Me informaron de que el ordenador de la Sala 13 (la habitual), estaba dando problemas en su conexión en red, por lo que me asignaron la Sala 20, lugar al que me encaminé con los bártulos habituales (recetas, sello de caucho, etc...).
La Sala 20 era un hermoso despacho, con unas preciosas vistas a la arboleda que se interponía entre el Centro y la Avenida: el suelo del parque lucía alfombrado de las hojas amarillas con las que suele vestirse un otoño maduro...
"Parece que el primer paciente se retrasa -me dije- o será que está mejor y se ha replanteado eso de madrugar..."
El sol penetraba generosamente hasta los más recónditos rincones del despacho y en la lejanía podía verse el barullo de la rutinaria vida de la ciudad, los coches que bordeaban sus rotondas, el paso de la gente, etc...

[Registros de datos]
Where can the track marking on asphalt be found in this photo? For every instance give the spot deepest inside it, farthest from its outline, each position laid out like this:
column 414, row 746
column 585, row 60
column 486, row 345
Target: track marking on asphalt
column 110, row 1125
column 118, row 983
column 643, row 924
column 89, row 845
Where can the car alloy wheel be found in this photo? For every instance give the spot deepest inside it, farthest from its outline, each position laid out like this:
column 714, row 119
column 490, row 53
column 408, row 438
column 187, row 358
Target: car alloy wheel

### EJERCICIO ESCRITO
Transcriba textualmente todo lo que va desde "La Sala 20 era" hasta "un otoño maduro..." en el fragmento del documento.

### SOLUCIÓN
La Sala 20 era un hermoso despacho, con unas preciosas vistas a la arboleda que se interponía entre el Centro y la Avenida: el suelo del parque lucía alfombrado de las hojas amarillas con las que suele vestirse un otoño maduro...